**WHAT TO WORK ON:**
Go through the entries below and count the lines holding the word "Target". Reply with only the number, please.

**AVAILABLE DATA:**

==============================

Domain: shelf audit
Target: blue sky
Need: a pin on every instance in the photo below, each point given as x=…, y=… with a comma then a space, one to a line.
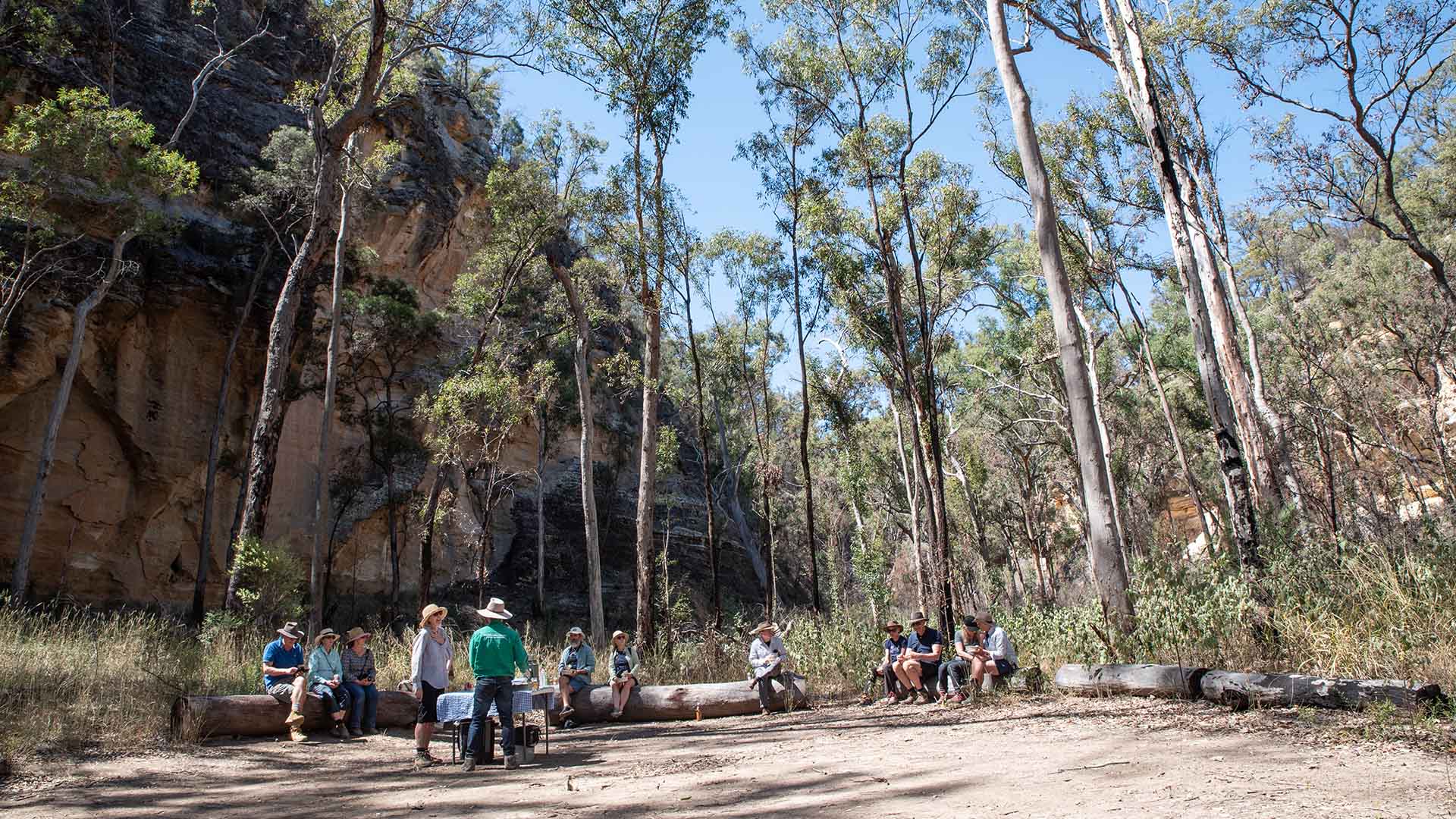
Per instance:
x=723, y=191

==============================

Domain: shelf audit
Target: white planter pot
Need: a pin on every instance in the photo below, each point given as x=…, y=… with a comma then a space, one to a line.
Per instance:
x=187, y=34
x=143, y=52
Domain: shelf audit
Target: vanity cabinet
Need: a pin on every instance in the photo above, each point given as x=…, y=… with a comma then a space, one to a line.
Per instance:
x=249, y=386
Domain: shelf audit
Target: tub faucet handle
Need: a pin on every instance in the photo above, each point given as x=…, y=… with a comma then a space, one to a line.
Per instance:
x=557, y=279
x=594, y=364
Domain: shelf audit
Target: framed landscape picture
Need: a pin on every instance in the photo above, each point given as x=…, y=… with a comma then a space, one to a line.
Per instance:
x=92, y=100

==============================

**WRITTEN SOLUTION:**
5